Named-object pointing records:
▶

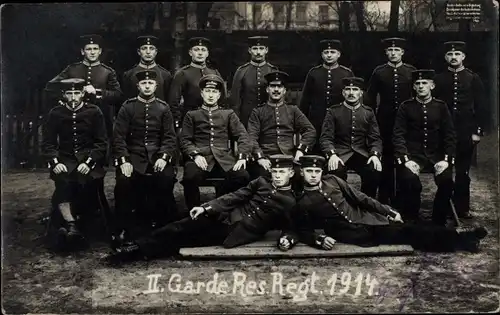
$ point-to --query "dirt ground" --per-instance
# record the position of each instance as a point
(36, 280)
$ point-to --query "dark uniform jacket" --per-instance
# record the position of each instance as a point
(248, 89)
(163, 77)
(75, 137)
(348, 129)
(207, 132)
(185, 85)
(341, 211)
(464, 94)
(424, 132)
(394, 85)
(322, 89)
(272, 129)
(259, 206)
(143, 133)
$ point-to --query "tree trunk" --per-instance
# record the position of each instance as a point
(394, 16)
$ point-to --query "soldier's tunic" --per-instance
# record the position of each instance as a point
(352, 133)
(206, 131)
(163, 78)
(322, 89)
(249, 88)
(349, 216)
(103, 78)
(185, 85)
(464, 93)
(71, 138)
(143, 133)
(393, 84)
(424, 133)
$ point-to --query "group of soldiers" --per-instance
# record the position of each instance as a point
(271, 154)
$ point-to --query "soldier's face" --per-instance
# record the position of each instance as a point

◀

- [WHAT IS REQUIRED]
Make a verbatim copy of all the entries and strip out the pictures.

- [EXERCISE RESULT]
$ point-to --query "dirt ground" --per-instance
# record the position of each instance as a point
(36, 280)
$ point-to --query "dark uniform jacket" --per-instance
# record the position of each instance as a point
(248, 89)
(163, 77)
(75, 137)
(348, 129)
(207, 132)
(185, 85)
(341, 211)
(464, 94)
(424, 132)
(394, 85)
(322, 89)
(272, 129)
(259, 206)
(143, 133)
$ point-to --query "tree trunk" --per-instance
# record the position of each instance as a point
(394, 16)
$ point-to --query "soldier's tunic" --per-instance
# record the position of each instance as a point
(352, 133)
(206, 131)
(163, 78)
(322, 89)
(249, 88)
(349, 216)
(103, 78)
(185, 85)
(464, 93)
(71, 138)
(143, 133)
(393, 84)
(424, 133)
$ point-to --query "group of soldiers" --per-instance
# record the position of each instance as a point
(271, 154)
$ point-to --query "soldier's face" --per-instance
# record the position of each instance as a point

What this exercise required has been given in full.